#### [Text section]

With the development of microelectromechanical systems (MEMS) technology, miniaturization and integration of EMs and electronic devices are the inevitable trend. Especially, MEMS initiating explosive devices have been one of the most active fields. In order to quantitatively describe the output performance of MEMS initiating explosive devices, the measurement of ultra-high pressure in microscale has become an urgent research subject.

Generally, the detonation pressure of energetic materials (EMs) belongs to ultra-high pressure up to GPa. In the literature there are many papers proposing various ultra-high pressure sensors based on different principles for measuring ultra-high pressure [1,2,3,4,5,6,7]. Among of them, polyvinylidene fluoride (PVDF) piezoelectric sensors and manganin piezoresistive sensors are used widely in ultra-high pressure measurement. However, PVDF piezoelectric sensors cannot accurately measure the detonation pressure of EMs because they easily suffer from the influence of temperature [8]. Therefore, the manganin piezoresistive effect is employed in this study to propose a novel ultra-high pressure sensor for microscale detonation pressure measurement.

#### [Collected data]
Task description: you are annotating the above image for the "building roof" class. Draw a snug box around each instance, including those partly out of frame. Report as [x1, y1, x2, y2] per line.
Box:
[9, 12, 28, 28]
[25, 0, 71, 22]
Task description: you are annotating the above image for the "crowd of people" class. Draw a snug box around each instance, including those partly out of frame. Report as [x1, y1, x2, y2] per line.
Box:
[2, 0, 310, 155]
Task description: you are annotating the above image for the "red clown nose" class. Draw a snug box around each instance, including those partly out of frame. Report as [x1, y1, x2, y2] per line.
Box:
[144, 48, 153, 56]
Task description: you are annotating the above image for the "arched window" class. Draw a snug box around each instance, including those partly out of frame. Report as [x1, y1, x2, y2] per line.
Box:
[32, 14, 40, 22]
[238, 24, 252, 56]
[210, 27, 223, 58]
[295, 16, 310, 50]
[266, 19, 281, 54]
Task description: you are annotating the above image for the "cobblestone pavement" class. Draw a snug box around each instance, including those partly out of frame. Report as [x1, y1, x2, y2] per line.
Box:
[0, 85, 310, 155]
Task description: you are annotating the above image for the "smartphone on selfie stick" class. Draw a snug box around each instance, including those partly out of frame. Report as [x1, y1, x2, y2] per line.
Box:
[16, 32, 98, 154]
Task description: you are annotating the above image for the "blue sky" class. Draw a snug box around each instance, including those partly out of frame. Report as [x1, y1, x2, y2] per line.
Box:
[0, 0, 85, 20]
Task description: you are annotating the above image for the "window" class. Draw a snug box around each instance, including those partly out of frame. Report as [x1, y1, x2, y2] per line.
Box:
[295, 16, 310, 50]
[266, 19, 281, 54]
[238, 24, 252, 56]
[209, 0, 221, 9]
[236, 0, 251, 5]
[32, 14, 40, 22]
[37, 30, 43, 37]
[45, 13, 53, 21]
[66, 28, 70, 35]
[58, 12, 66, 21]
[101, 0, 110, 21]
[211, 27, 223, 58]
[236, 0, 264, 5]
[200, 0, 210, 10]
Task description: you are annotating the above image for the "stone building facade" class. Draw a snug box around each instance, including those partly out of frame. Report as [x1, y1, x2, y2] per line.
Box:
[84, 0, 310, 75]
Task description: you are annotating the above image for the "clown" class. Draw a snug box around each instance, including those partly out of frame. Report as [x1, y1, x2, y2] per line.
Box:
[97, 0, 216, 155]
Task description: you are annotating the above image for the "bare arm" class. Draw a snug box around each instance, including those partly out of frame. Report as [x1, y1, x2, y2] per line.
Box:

#### [Work order A]
In the text on measuring microscale detonation pressure, why can't PVDF piezoelectric sensors accurately measure the detonation pressure of energetic materials?
#### [Work order B]
From the text on measuring microscale detonation pressure, write out the stretch from "Generally, the detonation" through "detonation pressure measurement.".
#### [Work order C]
Continue the text on measuring microscale detonation pressure from where it stops.

#### [Exercise answer A]
They easily suffer from the influence of temperature.

#### [Exercise answer B]
Generally, the detonation pressure of energetic materials (EMs) belongs to ultra-high pressure up to GPa. In the literature there are many papers proposing various ultra-high pressure sensors based on different principles for measuring ultra-high pressure [1,2,3,4,5,6,7]. Among of them, polyvinylidene fluoride (PVDF) piezoelectric sensors and manganin piezoresistive sensors are used widely in ultra-high pressure measurement. However, PVDF piezoelectric sensors cannot accurately measure the detonation pressure of EMs because they easily suffer from the influence of temperature [8]. Therefore, the manganin piezoresistive effect is employed in this study to propose a novel ultra-high pressure sensor for microscale detonation pressure measurement.

#### [Exercise answer C]
Since the 1960s, there have been several investigations of the effect of dynamic pressure on the resistance of manganin, an alloy of nominally 84% Cu, 12% Mn, and 4% Ni [9,10]. The manganin sensor is widely used in many applications for measuring ultra-high pressure because of its high sensitivity, fast response, good linearity and low temperature coefficient of resistance [11]. Bernstein [12] introduced a manganin wire of 0.075 mm in diameter casted into an epoxy insulator. The change in resistance of the manganin wire has been measured as a function of peak shock-wave pressure up to 19 GPa. Lyle [13] presented a transducer that was made of manganin wire 0.025 mm in diameter and 7 mm long, with an electrical resistance of about 7 Ω. He reported the results of an investigation of the dynamic piezoresistive coefficient in the range of pressure from 7.7 GPa to 39.2 GPa. Huang [14] explored an H type foil-like manganin gauge, the sensitive element of which is approximately 0.254 mm long, 0.127 mm wide and 10 μm thickness. He found that the H type manganin gauge can measure the detonation pressure of small diameter explosive charge. Du [11] investigated a new type of manganin gauge prepared by thin film technique. This manganin gauge has a sensitive element of 5.4 mm long, 1 mm wide and 2 μm thickness. Du [15] suggested that the thin film manganin gauge has a fast response in impact loading experiment by two-stage light-gas gun.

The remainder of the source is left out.